→ **REQUIRED WORK**
Reproduce each of the following records verbatim, keeping every line unchanged and in its original order.
══ DATASET RECORDS
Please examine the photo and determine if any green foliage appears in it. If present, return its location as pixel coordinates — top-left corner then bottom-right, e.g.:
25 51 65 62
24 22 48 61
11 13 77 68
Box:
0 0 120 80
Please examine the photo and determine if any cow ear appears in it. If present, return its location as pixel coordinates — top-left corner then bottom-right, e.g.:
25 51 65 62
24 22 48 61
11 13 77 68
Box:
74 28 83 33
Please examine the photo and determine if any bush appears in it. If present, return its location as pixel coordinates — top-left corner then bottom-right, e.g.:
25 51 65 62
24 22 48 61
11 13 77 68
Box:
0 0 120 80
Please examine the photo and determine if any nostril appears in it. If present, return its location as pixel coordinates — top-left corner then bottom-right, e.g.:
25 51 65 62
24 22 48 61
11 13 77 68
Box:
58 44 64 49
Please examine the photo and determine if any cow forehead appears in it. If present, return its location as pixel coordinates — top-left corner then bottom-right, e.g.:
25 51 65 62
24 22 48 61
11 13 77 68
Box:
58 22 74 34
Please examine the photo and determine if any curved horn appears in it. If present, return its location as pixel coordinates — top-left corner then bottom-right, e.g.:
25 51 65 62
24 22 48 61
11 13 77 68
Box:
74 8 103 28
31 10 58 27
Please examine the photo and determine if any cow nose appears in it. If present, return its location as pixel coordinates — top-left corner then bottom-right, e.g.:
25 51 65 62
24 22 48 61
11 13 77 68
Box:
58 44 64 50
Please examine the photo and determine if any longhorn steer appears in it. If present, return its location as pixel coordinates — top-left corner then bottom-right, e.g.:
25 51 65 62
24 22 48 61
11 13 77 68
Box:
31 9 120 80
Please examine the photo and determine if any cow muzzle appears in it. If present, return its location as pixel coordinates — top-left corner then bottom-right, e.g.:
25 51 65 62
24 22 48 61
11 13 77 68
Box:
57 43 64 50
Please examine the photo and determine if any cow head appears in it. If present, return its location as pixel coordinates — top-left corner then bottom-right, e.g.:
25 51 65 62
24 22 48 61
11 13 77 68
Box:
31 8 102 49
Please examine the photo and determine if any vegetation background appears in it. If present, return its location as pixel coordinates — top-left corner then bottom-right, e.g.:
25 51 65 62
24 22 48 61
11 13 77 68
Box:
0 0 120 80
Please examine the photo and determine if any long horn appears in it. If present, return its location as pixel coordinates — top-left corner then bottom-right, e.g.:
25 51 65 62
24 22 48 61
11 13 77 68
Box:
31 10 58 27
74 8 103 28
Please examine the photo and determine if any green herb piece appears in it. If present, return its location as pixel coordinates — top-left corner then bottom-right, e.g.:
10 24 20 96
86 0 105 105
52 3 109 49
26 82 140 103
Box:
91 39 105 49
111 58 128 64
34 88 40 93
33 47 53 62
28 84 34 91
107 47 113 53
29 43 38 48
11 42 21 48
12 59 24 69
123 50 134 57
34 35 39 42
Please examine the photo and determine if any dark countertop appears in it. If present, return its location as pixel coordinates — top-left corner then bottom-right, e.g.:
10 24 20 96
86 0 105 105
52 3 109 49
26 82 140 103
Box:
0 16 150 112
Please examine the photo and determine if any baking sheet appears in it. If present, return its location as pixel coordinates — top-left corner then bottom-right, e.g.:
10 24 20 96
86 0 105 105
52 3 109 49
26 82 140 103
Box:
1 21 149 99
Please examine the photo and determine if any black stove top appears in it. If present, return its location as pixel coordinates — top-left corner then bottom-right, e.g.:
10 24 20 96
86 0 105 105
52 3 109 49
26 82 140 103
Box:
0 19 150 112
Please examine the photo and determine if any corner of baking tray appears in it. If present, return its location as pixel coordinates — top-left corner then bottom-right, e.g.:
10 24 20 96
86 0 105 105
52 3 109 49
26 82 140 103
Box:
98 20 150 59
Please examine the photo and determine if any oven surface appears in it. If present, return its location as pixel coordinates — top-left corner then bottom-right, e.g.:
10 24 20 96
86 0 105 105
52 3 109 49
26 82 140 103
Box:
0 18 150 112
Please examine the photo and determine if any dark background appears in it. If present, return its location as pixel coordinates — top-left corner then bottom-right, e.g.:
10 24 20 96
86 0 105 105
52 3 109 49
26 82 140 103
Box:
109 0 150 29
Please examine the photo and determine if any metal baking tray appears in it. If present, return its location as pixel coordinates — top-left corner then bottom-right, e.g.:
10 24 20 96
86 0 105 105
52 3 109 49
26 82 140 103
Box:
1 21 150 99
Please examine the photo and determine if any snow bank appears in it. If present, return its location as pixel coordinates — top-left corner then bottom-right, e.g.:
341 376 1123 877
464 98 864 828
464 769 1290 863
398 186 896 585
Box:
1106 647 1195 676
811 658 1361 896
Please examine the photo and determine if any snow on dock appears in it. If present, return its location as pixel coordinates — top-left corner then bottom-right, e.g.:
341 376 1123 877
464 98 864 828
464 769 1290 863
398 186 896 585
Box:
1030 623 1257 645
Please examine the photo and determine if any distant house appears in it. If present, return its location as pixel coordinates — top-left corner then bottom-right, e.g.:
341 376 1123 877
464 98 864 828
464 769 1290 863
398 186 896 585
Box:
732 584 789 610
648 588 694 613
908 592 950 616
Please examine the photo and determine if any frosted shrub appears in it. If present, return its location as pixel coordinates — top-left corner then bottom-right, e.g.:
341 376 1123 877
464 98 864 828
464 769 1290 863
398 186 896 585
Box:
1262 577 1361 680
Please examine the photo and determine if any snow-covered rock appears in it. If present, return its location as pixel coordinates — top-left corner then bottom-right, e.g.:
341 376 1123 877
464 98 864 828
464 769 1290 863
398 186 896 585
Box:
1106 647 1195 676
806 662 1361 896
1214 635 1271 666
════
→ **EXERCISE ANSWER**
Please examine the photo and determine if any green foliage appears in it. If present, return its location as pixel coordinates — top-left corner then bottom-right, e.g.:
25 51 65 62
24 22 48 61
11 13 77 68
Box:
0 0 120 80
Please examine the photo and determine if any cow ear appears in it. If present, return its location as pixel coordinates — top-left corner then bottom-right, e.g.:
25 51 65 62
24 22 48 61
11 13 77 68
Box:
74 28 83 33
Please examine the photo and determine if any bush appears in it. If present, return its location as pixel coordinates — top-left corner then bottom-right, e.g.:
25 51 65 62
24 22 48 61
11 13 77 68
Box:
0 0 120 80
Please examine the photo and determine if any nostril appears in it. If present, return its location as pixel coordinates — top-left corner then bottom-right, e.g.:
25 51 65 62
24 22 48 61
11 13 77 68
Box:
58 44 64 49
Please examine the photo and determine if any cow forehead appears in it. If present, return its location as pixel coordinates — top-left corner then bottom-right, e.g.:
25 51 65 62
24 22 48 61
11 13 77 68
Box:
58 22 74 34
Please examine the photo and determine if any curved horn appears in it. If present, return its location as pixel coordinates — top-left corner then bottom-right, e.g.:
25 51 65 62
24 22 48 61
11 13 77 68
Box:
74 8 103 28
31 10 58 27
Please examine the photo and determine if any cow nose appears in it. If present, return its location as pixel coordinates — top-left corner then bottom-right, e.g.:
25 51 65 62
24 22 48 61
11 13 77 68
Box:
58 44 64 50
Please examine the photo and determine if any longhorn steer appears in it. If present, return its location as pixel coordinates — top-left corner then bottom-right, e.g.:
25 51 65 62
24 22 48 61
11 13 77 68
Box:
31 9 120 80
Please examine the photo and determine if any cow muzzle appears in it. If present, return its location as pixel coordinates — top-left corner then bottom-right, e.g.:
25 51 65 62
24 22 48 61
11 13 77 68
Box:
57 43 64 50
Please examine the photo and determine if any cow head appears in it. If present, return its location as pixel coordinates — top-left corner then bottom-right, e.g.:
25 51 65 62
24 22 48 61
11 13 77 68
Box:
31 8 102 49
Please examine the photo and determine if any vegetation background appears in it. If present, return its location as pixel coordinates — top-left corner then bottom-right, e.g.:
25 51 65 62
24 22 48 61
11 13 77 68
Box:
0 0 120 80
Please examine the photo and determine if any long horn appears in it. If present, return its location as pixel coordinates — top-left corner then bottom-right, e.g.:
25 51 65 62
24 22 48 61
11 13 77 68
Box:
31 10 58 27
74 8 103 28
Please examine the photo and determine if any green herb piece appears in it. If present, return its location as pixel coordinates — top-left corner then bottom-right, e.g.:
10 24 20 96
86 0 105 105
52 3 109 49
26 82 140 103
Box:
91 39 105 49
111 58 128 64
34 88 40 93
33 47 53 62
28 84 34 91
107 47 113 53
29 43 38 48
11 42 21 48
12 59 24 69
123 50 134 57
34 35 39 42
Please examine the photo and determine if any dark countertop appears in it. If present, return its location as pixel coordinates — top-left corner then bottom-right, e.g.:
10 24 20 96
86 0 105 105
52 3 109 49
26 82 140 103
Box:
0 16 150 112
Please examine the photo and determine if any baking sheet appears in it. If present, return its location as pixel coordinates — top-left corner then bottom-right, e.g.:
10 24 20 96
86 0 105 105
52 3 109 49
26 82 140 103
Box:
1 21 149 99
Please examine the photo and determine if any black stove top appears in it. If present, return its location as pixel coordinates — top-left corner then bottom-right, e.g.:
10 24 20 96
86 0 105 105
52 3 109 49
26 82 140 103
Box:
0 19 150 112
Please examine the photo and determine if any corner of baking tray appears in it. If present, return its location as pixel coordinates — top-left corner then bottom-right, e.g.:
10 24 20 96
86 0 105 105
52 3 109 49
26 82 140 103
Box:
98 20 150 59
Please examine the photo and determine if any oven surface appears in it. If present, return its location as pixel coordinates — top-left corner then bottom-right, e.g.:
10 24 20 96
86 0 105 105
52 3 109 49
26 82 140 103
Box:
0 18 150 112
Please examine the photo and determine if any dark background appears in it. If present, return its location as pixel coordinates — top-left corner then bottom-right, e.g.:
10 24 20 96
86 0 105 105
52 3 109 49
26 82 140 103
Box:
109 0 150 29
Please examine the photo and determine if any metal baking tray appears in it. If present, return its location as pixel coordinates — top-left corner then bottom-right, e.g.:
10 24 20 96
86 0 105 105
52 3 109 49
26 82 140 103
Box:
1 21 150 99
Please examine the photo and determine if any snow bank appears in it. If present, return its location as pixel coordinates — top-left corner then bottom-right, e.g.:
341 376 1123 877
464 98 864 828
464 769 1290 863
398 186 896 585
Box:
1106 647 1195 676
811 658 1361 896
Please examine the photo and determine if any snow on dock appears in it. If present, return its location as pixel coordinates — top-left corner then bottom-right, e.g.:
341 376 1123 877
464 98 864 828
464 769 1290 863
398 186 896 585
Box:
1030 623 1257 645
Please examine the photo and determine if any distant house appears in it. If present, return its location as pixel coordinates — top-left corner then bottom-right, e.g.:
341 376 1123 877
464 98 864 828
464 769 1290 863
398 186 896 585
Box:
732 584 789 610
648 588 694 613
908 592 950 616
Please examine the photo and determine if any frosted shrub appears in it. If present, return its location as pixel coordinates — top-left corner then bottom-right, e.g.:
341 376 1123 877
464 98 864 828
464 769 1290 863
398 186 896 585
Box:
1262 577 1361 680
Please examine the photo and determine if any snow-covered rock appears in it. If present, return its location as pixel coordinates — top-left corner then bottom-right, e.g.:
341 376 1123 877
464 98 864 828
464 769 1290 863
398 186 896 585
Box:
1106 647 1195 676
806 662 1361 896
1214 635 1271 666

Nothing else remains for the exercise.